* [AIM OF THE TASK]: Reproduce each line below in which the string "positive" occurs.

▼

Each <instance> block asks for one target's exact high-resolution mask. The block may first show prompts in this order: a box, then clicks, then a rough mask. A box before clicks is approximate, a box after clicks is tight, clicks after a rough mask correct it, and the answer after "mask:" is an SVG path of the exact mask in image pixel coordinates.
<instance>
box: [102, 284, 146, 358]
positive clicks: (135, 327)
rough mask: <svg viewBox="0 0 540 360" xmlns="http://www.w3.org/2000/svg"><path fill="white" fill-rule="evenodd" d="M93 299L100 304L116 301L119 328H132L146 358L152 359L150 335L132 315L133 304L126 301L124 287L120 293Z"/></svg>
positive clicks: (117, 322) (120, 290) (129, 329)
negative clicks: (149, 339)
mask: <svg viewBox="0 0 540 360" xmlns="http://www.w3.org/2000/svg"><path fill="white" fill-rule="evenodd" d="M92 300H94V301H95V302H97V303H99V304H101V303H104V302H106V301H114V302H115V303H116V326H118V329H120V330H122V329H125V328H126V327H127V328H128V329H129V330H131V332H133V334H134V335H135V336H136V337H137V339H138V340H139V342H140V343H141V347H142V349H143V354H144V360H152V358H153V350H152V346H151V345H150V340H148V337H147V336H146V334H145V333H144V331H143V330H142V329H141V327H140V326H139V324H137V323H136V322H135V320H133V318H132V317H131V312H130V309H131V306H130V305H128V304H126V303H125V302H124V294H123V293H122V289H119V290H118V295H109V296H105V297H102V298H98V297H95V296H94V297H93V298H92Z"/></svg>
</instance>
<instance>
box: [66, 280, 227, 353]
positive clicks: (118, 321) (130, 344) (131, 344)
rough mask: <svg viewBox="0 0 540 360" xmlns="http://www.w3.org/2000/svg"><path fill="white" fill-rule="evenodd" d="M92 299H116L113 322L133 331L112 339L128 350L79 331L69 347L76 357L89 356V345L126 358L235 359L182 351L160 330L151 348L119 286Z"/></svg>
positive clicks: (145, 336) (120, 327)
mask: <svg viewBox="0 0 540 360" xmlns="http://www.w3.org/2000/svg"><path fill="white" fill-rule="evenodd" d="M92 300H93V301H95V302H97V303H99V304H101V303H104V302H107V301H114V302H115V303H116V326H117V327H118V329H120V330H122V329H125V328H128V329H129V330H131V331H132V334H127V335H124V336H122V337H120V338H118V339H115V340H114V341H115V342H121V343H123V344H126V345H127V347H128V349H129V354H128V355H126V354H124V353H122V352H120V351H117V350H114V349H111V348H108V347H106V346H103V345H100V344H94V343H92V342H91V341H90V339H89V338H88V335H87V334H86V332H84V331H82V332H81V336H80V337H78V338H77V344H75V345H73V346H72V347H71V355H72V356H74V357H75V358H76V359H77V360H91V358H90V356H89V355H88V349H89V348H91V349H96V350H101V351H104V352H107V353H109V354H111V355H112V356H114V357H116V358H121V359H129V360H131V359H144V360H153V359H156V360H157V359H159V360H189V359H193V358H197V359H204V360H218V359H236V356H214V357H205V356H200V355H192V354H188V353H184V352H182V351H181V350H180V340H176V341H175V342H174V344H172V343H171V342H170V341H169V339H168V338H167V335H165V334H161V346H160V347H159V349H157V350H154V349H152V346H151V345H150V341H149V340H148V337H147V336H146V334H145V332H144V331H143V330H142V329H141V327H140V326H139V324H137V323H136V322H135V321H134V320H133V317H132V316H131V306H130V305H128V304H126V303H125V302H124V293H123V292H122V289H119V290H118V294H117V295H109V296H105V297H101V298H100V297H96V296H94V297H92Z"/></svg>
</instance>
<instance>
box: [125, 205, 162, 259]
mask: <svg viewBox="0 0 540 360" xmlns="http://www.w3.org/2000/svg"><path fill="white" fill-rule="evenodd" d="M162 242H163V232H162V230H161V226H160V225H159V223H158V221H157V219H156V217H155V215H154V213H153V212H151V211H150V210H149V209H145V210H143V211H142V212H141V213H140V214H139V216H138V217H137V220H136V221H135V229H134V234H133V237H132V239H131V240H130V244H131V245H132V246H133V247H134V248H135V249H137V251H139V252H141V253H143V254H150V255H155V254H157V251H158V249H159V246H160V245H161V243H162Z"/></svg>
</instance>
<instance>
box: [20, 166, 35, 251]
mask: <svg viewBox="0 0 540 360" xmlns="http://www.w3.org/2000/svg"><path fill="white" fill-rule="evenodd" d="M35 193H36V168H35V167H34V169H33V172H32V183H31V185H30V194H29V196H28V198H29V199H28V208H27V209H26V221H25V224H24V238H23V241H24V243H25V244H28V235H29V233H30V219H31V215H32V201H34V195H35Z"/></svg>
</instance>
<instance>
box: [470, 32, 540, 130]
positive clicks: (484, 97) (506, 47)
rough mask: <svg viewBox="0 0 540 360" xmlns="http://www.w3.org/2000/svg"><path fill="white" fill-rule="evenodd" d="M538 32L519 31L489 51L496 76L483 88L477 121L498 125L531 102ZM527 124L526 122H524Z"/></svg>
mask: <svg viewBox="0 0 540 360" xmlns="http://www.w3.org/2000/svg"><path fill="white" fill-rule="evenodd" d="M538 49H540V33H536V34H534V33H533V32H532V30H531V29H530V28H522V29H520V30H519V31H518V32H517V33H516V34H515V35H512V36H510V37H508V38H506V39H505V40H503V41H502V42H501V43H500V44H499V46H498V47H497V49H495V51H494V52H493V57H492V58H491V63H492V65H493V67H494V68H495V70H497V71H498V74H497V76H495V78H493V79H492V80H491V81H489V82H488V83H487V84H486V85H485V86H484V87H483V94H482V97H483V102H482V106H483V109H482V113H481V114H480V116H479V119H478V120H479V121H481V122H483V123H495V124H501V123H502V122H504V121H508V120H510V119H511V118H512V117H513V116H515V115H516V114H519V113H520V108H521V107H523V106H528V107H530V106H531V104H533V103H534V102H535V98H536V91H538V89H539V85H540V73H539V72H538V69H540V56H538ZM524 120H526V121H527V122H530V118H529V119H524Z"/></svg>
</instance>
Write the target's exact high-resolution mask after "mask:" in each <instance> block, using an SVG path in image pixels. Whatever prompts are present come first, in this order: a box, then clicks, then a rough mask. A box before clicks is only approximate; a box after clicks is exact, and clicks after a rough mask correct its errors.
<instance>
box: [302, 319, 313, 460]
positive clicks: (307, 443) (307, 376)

▲

* [RESULT FOR THIS TASK]:
positive clicks: (135, 327)
positive clicks: (117, 322) (120, 290) (129, 329)
positive clicks: (118, 321) (130, 344) (131, 344)
positive clicks: (145, 336) (120, 327)
positive clicks: (484, 97) (506, 47)
positive clicks: (307, 443) (307, 376)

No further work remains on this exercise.